▶ **PAGE EXCERPT**:
# networkmanager & modemmanager emerge fails

## drinstant

I can't seem to be able to emerge any version of networkmanager higher than 0.6.6. Those versions that depend on modemmanager already fail there, with with the same kind of error about undeclared functions.

Here's an example with the relevant logs and all. Any help is greatly appreciated.

emerge -pqv =net-misc/modemmanager-0.3_p20100401

[ebuild  N    ] net-misc/modemmanager-0.3_p20100401  USE="-doc -test"

Portage 2.1.7.17 (default/linux/amd64/10.0, gcc-4.3.4, glibc-2.10.1-r1, 2.6.33-gentoo x86_64)

▶ **EXTRACTED ENTRIES**:
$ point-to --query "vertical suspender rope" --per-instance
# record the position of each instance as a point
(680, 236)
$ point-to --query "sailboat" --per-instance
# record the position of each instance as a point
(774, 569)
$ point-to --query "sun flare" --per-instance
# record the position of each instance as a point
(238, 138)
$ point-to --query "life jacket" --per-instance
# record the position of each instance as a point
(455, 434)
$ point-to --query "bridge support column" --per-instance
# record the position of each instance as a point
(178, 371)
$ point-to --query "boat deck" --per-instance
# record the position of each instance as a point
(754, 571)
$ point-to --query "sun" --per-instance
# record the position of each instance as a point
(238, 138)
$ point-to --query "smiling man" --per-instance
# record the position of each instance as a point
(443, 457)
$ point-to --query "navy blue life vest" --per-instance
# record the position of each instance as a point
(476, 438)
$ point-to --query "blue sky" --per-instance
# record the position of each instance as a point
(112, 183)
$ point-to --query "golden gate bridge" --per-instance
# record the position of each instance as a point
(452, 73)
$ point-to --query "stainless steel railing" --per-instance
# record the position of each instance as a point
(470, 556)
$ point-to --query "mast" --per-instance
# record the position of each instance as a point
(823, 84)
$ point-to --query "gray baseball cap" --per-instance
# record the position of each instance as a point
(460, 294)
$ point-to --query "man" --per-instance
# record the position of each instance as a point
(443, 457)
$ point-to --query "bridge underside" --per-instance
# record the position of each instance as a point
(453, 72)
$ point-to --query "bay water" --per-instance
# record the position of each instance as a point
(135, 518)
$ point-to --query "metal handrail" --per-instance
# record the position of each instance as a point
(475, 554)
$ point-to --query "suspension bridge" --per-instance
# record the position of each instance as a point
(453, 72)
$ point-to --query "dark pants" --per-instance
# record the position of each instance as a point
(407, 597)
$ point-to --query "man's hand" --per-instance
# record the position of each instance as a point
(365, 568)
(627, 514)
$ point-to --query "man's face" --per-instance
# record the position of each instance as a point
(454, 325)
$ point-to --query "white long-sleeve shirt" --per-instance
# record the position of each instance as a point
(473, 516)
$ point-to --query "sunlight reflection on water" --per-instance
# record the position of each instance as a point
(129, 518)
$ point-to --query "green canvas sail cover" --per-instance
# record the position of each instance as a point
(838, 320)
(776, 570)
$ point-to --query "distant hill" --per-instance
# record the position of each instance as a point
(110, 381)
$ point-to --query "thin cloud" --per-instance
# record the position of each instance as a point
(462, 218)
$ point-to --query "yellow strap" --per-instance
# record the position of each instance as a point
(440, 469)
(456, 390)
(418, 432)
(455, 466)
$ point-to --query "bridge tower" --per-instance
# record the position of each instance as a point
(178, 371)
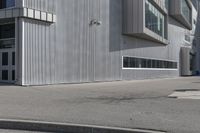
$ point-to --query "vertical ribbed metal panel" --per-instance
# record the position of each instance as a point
(71, 50)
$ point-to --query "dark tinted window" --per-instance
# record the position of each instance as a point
(13, 74)
(13, 58)
(4, 74)
(133, 62)
(5, 59)
(7, 31)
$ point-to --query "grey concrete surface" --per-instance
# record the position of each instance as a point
(130, 104)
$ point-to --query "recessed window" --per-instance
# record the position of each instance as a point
(133, 62)
(13, 75)
(186, 10)
(4, 58)
(7, 3)
(13, 58)
(7, 31)
(154, 19)
(4, 74)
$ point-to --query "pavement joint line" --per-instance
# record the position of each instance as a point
(43, 126)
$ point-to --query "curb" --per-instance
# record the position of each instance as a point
(65, 127)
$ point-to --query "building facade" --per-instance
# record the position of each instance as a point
(75, 41)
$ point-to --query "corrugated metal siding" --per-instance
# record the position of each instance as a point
(72, 51)
(44, 5)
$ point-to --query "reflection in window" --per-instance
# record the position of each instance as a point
(7, 31)
(133, 62)
(186, 10)
(155, 20)
(7, 3)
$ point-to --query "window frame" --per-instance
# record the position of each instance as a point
(158, 64)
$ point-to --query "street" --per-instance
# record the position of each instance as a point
(142, 104)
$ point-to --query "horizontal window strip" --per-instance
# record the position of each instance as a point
(144, 63)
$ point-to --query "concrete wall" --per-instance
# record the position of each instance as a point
(72, 51)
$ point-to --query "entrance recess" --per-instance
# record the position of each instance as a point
(7, 52)
(7, 65)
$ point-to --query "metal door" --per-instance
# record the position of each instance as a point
(7, 65)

▶ **WORK TO COMPLETE**:
1 – Answer these questions about the networkmanager forum post:
(a) What is the highest networkmanager version the poster can emerge?
(b) Which modemmanager version appears in the emerge command?
(c) What Portage version does the post report?
2 – Write the next part of the networkmanager forum post, continuing after its last line.
The listing has no connection to the networkmanager forum post.

▶ **ANSWERS FOR THE TASKS**:
1 –
(a) 0.6.6
(b) 0.3_p20100401
(c) 2.1.7.17

2 –
=================================================================

                        System Settings

=================================================================

System uname: Linux-2.6.33-gentoo-x86_64-Intel-R-_Core-TM-_i5_CPU_M_520_@_2.40GHz-with-gentoo-1.12.13

Timestamp of tree: Thu, 08 Apr 2010 06:00:01 +0000

app-shells/bash:     4.0_p37

dev-java/java-config: 2.1.10

dev-lang/python:     2.6.4-r1

dev-util/cmake:      2.6.4-r3

sys-apps/baselayout: 1.12.13

sys-apps/sandbox:    1.6-r2

sys-devel/autoconf:  2.13, 2.63-r1

sys-devel/automake:  1.9.6-r3, 1.10.3

sys-devel/binutils:  2.18-r3

sys-devel/gcc:       4.3.4

sys-devel/gcc-config: 1.4.1

sys-devel/libtool:   2.2.6b

virtual/os-headers:  2.6.30-r1

ACCEPT_KEYWORDS="amd64"

ACCEPT_LICENSE="*"

CBUILD="x86_64-pc-linux-gnu"

CFLAGS="-march=core2 -msse4 -mcx16 -msahf -O2 -pipe"

CHOST="x86_64-pc-linux-gnu"

CONFIG_PROTECT="/etc /usr/share/X11/xkb /usr/share/config"

CONFIG_PROTECT_MASK="/etc/ca-certificates.conf /etc/env.d /etc/env.d/java/ /etc/fonts/fonts.conf /etc/gconf /etc/sandbox.d /etc/terminfo"

CXXFLAGS="-march=core2 -msse4 -mcx16 -msahf -O2 -pipe"

DISTDIR="/usr/portage/distfiles"

FEATURES="assume-digests distlocks fixpackages news parallel-fetch protect-owned sandbox sfperms strict unmerge-logs unmerge-orphans userfetch"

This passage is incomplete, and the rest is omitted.